__Entries__.
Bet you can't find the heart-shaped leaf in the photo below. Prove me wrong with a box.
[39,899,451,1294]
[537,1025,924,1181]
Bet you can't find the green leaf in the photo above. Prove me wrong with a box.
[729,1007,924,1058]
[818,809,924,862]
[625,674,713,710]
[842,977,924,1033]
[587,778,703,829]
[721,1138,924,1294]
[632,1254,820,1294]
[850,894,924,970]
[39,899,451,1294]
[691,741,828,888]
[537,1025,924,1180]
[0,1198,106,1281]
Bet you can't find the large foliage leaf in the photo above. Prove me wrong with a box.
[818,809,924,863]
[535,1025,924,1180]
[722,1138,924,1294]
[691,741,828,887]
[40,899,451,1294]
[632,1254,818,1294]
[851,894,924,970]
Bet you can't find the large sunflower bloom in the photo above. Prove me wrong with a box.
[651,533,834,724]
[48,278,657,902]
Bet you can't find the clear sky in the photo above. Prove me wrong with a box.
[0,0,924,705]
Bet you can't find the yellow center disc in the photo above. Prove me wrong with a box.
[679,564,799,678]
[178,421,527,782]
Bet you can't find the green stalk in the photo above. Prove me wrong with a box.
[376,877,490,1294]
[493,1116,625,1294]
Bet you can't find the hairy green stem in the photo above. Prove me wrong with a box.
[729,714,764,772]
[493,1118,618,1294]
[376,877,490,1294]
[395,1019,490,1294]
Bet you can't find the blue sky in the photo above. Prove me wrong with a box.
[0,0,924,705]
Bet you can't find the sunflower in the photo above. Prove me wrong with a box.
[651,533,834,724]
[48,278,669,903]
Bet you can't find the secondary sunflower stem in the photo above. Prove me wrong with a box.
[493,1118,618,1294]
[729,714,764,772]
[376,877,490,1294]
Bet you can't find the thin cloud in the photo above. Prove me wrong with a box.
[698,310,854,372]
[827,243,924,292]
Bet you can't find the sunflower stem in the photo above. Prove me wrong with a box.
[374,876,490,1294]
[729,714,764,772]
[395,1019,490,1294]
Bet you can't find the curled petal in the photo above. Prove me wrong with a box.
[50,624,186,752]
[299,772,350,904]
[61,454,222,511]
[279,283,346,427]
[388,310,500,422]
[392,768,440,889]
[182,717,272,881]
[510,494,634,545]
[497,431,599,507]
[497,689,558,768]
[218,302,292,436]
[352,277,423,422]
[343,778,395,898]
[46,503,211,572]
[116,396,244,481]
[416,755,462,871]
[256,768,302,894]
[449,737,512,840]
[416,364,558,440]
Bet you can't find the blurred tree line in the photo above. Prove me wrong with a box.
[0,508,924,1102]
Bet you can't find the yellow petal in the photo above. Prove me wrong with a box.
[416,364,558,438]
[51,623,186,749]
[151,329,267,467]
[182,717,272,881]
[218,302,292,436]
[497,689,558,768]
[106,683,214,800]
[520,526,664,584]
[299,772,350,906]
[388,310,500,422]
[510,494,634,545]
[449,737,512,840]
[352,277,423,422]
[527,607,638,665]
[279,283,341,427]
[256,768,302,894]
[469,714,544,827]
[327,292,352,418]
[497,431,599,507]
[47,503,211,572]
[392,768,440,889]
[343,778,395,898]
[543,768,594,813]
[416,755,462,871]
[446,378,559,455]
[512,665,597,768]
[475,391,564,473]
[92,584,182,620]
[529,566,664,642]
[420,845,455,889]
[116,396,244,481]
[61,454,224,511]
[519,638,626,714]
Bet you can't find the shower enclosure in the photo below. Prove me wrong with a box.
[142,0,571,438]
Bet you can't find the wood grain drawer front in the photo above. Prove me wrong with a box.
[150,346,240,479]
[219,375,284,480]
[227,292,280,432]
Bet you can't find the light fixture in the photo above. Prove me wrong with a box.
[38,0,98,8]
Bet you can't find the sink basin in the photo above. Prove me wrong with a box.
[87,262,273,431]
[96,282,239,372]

__What is asked__.
Copy out all of the items above again, replacing "Prove me wrong" with "Show me" everywhere it appears and leaving everything else unchanged.

__Solution to the exercise__.
Bet you can't find the heart-shaped leaf in the photo below. Show me with a box.
[39,899,451,1294]
[537,1025,924,1181]
Bet you can't find the green leaf in the photo above. Show me with a box.
[729,1007,924,1058]
[818,809,924,862]
[625,674,713,710]
[842,977,924,1033]
[587,778,703,829]
[721,1138,924,1294]
[632,1254,820,1294]
[850,894,924,970]
[39,899,451,1294]
[691,741,828,888]
[537,1025,924,1180]
[0,1198,106,1281]
Bet you can't find the large foliage leaf in the photo above. Show me with a box.
[818,809,924,863]
[535,1025,924,1180]
[722,1138,924,1294]
[691,741,828,887]
[40,899,451,1294]
[632,1254,818,1294]
[851,894,924,970]
Bet you can't find the large sunflower bloom in the photo above. Show me with a box.
[651,533,834,724]
[48,278,657,902]
Bet you can't find the clear sky in the photo above. Show me with a box.
[0,0,924,705]
Bet you can't find the yellow center disc in the photo above. Show me with a box.
[679,564,799,678]
[178,421,527,782]
Bet you can't find the green stalk in the photo above. Show me with a box.
[376,877,490,1294]
[493,1116,625,1294]
Bet you can't find the hairy green stem in the photo above. Show me with a box.
[729,714,764,772]
[493,1118,618,1294]
[376,877,490,1294]
[395,1019,490,1294]
Bet you can't find the blue sky in the photo above. Show me with a box.
[0,0,924,705]
Bet you can't find the sunflower in the photo above. Show me with a box.
[651,533,834,724]
[48,278,669,903]
Bet you can't find the secondary sunflower stem in the photo above. Show me with a box.
[493,1118,618,1294]
[729,714,764,772]
[376,877,490,1294]
Bet you can't find the thin cloud in the photo above. Show me with a box.
[698,310,854,372]
[827,243,924,292]
Bet you can't find the sunflower stem in the photo above. Show me with a box.
[374,876,490,1294]
[729,714,764,772]
[395,1019,490,1294]
Bet you can't find the curled petal in the photo above. Show me with a box.
[50,624,186,752]
[299,772,350,904]
[61,454,222,511]
[279,283,346,427]
[388,310,500,422]
[392,768,440,889]
[182,717,272,881]
[510,494,634,545]
[497,431,599,507]
[497,689,558,768]
[218,302,292,436]
[352,277,423,422]
[343,778,395,898]
[46,503,211,572]
[116,396,244,481]
[416,755,462,871]
[256,768,302,894]
[449,737,512,840]
[416,364,558,440]
Bet you can't find the blurred tree line in the photo above. Show me with a box.
[0,508,924,1102]
Bet you can't find the yellow petal in the photo above. Show me with a box.
[416,364,558,438]
[51,623,186,749]
[151,329,267,467]
[182,717,272,881]
[218,302,292,436]
[497,689,558,768]
[106,683,214,800]
[520,526,664,584]
[299,772,350,906]
[388,310,500,422]
[510,494,634,545]
[449,737,512,840]
[352,277,423,422]
[527,607,638,665]
[279,283,341,427]
[256,768,302,894]
[469,714,544,827]
[327,292,352,418]
[497,431,599,507]
[47,503,211,572]
[392,768,440,889]
[343,778,395,898]
[543,768,594,813]
[416,755,462,871]
[446,378,559,455]
[512,665,597,768]
[475,391,564,473]
[92,584,182,620]
[529,566,664,642]
[420,845,455,889]
[116,396,244,481]
[61,454,224,511]
[519,638,626,714]
Bet you can't find the shower enclosure in the photo below. Show me with a box.
[142,0,571,438]
Bet you can't find the wood grain drawer front in the photo above. Show me with a box.
[150,346,240,479]
[219,375,284,480]
[227,292,280,432]
Bet you can't find the light fixture in the photo above. Show me with a box.
[38,0,98,8]
Bet you can't find the sink basin in the photo above. Show me with a box.
[87,262,273,431]
[96,282,239,372]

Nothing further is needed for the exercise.